CHICAGO – An ambitious study by 10 of the world’s top breast cancer statisticians has confirmed that screening mammograms can help prevent deaths from the disease. But the benefit may be smaller than women have been led to believe.

The percentage of American women who die of breast cancer has been declining steadily since 1990, prompting advocates of screening to proclaim that earlier detection through special X-rays called mammograms is saving lives. But skeptics have argued that the credit belongs to improved post-surgical treatments that have come into widespread use – mainly combination chemotherapy and tamoxifen, a hormonal medication.

The statisticians were convened by the National Cancer Institute to try to determine how much of the improvement is due to mammography and how much to treatment.

In today’s issue of the New England Journal of Medicine, the researchers who make up the Cancer Intervention and Surveillance Modeling Network, or Cisnet, reported that both screening and treatment have helped reduce the death rate from breast cancer in the United States. On average, they estimated that screening is responsible for nearly half of the decline.

“This provides one piece of additional evidence that mammography saves lives,” said Eric Feuer, chief of statistical research at the National Cancer Institute.

Using seven different mathematical models, the researchers estimated that screening, by itself, reduced deaths by somewhere between 7 and 23 percent, or an average of 15 percent. The average benefit from post-operative drug treatment was 19 percent, the researchers estimated.

Those benefits may be lower than experts had expected, said Cisnet member Donald Berry, of M.D. Anderson Cancer Center in Houston.

Clinical trials have found mammography can reduce breast cancer deaths by more than 20 percent, and some estimates top 60 percent. Likewise, studies on chemotherapy and tamoxifen have indicated that together they can reduce deaths by about one-third.

But clinical trials often overestimate the benefit of a medical intervention for the general population, Feuer said. In the real world, not every woman gets mammograms, and not every breast cancer patient obtains the recommended treatments. The Cisnet project, he said, tried to factor in how many women were actually utilizing mammography and drugs in any given year.

Dr. Leonard Berlin, chair of radiology at Rush North Shore Medical Center in Skokie, Ill., said a 15 percent mortality benefit “is not insignificant – but it’s far from the sensational figures that have been bandied about in the past. We’ve oversold (the benefit of) mammography.”

The bottom line? Berlin said women “should avail themselves of mammography and available therapies.” But how often women should get mammograms remains an open question.

_RECORD EXTRACTS_.
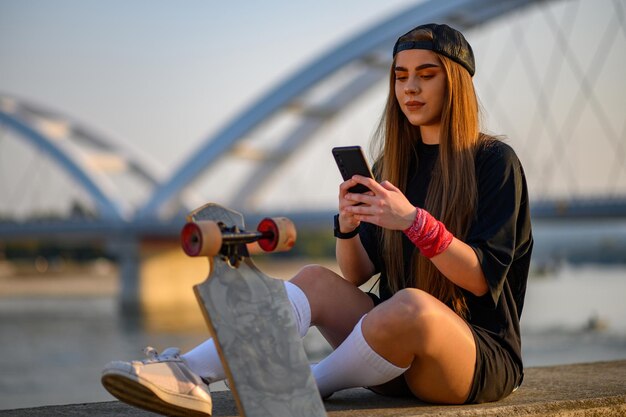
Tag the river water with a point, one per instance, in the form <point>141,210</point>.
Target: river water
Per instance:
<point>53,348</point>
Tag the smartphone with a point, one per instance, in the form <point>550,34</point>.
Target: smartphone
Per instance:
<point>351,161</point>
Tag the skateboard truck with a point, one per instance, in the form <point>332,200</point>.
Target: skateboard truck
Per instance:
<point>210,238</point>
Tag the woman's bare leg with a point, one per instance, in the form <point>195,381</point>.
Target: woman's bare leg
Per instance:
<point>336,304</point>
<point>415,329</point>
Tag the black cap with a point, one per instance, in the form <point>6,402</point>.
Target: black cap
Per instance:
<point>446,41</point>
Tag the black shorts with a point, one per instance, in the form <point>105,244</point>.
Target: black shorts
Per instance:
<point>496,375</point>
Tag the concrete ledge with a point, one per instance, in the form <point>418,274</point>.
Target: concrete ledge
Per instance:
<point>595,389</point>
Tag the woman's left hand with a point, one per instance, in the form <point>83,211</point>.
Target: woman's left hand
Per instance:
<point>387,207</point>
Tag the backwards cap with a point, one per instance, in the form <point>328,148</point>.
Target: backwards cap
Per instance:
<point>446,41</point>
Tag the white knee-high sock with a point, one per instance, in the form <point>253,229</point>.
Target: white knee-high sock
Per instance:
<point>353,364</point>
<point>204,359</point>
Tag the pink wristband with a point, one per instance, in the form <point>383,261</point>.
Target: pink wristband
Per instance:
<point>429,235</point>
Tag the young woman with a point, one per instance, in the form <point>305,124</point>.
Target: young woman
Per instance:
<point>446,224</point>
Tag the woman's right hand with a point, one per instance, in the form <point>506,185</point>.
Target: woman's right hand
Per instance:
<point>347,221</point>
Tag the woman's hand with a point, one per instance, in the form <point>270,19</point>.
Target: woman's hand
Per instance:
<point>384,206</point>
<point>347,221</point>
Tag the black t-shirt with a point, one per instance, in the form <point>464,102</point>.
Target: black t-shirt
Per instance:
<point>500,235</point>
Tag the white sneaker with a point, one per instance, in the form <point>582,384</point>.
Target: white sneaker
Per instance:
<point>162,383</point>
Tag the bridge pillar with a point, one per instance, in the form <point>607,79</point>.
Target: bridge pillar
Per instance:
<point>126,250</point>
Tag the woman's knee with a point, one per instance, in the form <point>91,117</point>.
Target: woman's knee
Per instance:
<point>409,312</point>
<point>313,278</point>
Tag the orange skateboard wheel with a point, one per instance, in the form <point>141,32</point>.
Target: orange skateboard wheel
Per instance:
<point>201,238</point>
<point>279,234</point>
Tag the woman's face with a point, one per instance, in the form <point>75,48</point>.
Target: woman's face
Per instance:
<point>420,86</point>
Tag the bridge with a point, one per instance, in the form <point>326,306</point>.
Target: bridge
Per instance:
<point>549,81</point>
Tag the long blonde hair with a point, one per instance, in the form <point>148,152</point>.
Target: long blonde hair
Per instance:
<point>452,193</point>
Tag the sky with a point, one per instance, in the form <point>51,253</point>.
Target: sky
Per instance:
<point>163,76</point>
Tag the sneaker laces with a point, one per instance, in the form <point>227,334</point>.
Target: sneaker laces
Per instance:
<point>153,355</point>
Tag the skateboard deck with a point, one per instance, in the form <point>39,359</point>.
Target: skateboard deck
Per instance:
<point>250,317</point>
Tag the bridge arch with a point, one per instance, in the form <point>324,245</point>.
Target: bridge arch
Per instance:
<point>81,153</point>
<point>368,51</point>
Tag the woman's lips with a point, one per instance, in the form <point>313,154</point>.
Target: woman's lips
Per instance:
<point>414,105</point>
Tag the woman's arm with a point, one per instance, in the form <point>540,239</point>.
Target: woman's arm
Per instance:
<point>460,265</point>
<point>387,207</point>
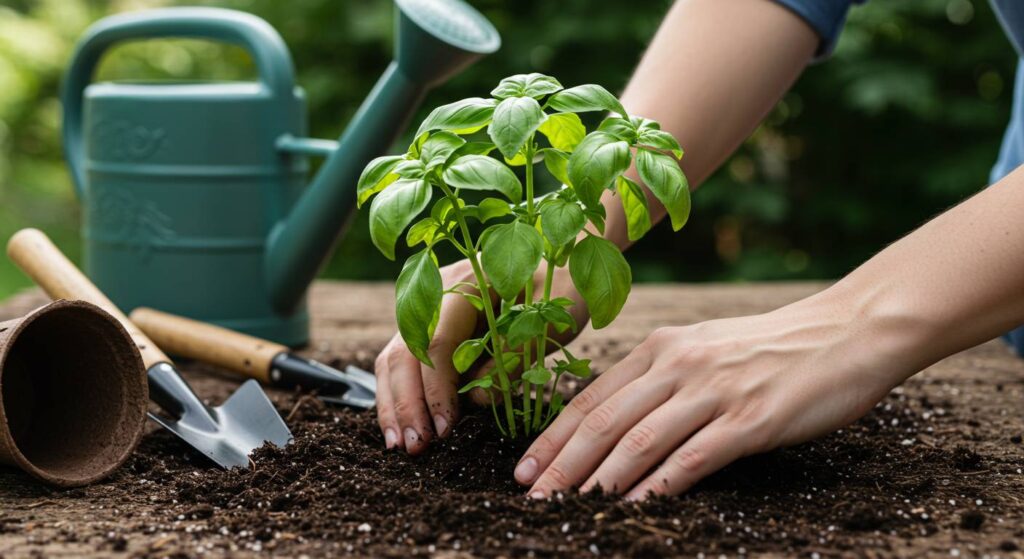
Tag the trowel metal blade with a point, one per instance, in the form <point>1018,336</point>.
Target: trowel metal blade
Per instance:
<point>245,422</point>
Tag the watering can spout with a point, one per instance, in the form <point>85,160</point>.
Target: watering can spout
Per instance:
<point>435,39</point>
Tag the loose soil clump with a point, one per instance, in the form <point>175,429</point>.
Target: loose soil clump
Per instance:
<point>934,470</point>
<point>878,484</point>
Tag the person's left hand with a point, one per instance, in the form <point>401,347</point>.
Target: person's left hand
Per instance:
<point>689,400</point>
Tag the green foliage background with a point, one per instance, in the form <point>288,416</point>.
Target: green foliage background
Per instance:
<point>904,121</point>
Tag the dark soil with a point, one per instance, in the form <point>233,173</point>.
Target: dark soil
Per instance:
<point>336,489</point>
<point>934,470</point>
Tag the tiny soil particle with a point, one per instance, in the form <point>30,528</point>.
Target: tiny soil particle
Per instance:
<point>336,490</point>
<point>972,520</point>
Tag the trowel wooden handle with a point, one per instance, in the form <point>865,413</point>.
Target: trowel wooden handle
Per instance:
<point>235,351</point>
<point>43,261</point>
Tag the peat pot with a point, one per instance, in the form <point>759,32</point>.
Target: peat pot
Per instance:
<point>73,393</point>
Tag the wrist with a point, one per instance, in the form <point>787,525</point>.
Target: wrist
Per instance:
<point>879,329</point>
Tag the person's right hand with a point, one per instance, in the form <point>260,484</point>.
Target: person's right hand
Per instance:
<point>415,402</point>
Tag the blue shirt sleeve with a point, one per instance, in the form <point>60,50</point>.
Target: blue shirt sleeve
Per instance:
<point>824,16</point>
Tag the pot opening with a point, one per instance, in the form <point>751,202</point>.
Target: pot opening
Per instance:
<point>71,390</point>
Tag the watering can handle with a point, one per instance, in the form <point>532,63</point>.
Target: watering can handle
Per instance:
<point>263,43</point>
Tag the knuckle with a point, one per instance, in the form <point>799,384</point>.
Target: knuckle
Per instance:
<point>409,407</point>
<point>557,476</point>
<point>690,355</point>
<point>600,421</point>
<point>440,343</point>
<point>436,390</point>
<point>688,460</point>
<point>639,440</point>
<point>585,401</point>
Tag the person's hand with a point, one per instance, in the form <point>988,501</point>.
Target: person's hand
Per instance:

_AIM OF THE EXERCISE_. Pick up the article on the mammography study above and continue it from its final sentence, "But how often women should get mammograms remains an open question."

_RESULT OF THE EXERCISE_.
“No one has shown that mortality is increased by doing it every two years, rather than every year,” he said.

Dr. Leslie Laufman, a breast cancer researcher in Columbus, Ohio, said the Cisnet analysis probably underestimated the value of drugs and overestimated the value of screening for today’s women.

“The death rate in 2000 reflects treatments that were given 10 to 15 years ago,” she said. “Since then we’ve made a lot of advances in the area of new treatments … but no great strides have been made in screening technologies.”

As treatments improve, Laufman said, screening becomes less effective. In testicular cancer, for instance, “treatments have now become so effective that we don’t need to screen.”

The journal article did not go into the costs of mammography screening. But according to a 2001 analysis in The Lancet, for every 10,000 mammograms given to apparently healthy women, at least 500 will be suspicious. Only 27 of the suspicious tests will turn out to be cancer, but doctors will have to do follow-up tests for all 500. So they will order 647 diagnostic mammograms, 358 ultrasound exams, 209 surgical biopsies, 104 needle-aspiration biopsies, and 500 additional office visits.

The vast majority of the cost of those procedures – as well as the associated anxiety – is borne by women who do not have cancer, experts note.

Berry said women thinking about going in for a screening mammogram should be aware of the high rate of false alarms and other down sides of screening, including the possibility of being diagnosed and treated for a cancer that would never have become life-threatening. Those “quite certain” risks, he said, should be weighed against the “probable” benefit of reducing their chances of dying of breast cancer.

The American Cancer Society estimates that more than 250,000 U.S. women will be diagnosed with breast cancer this year and nearly 40,000 will die of the disease.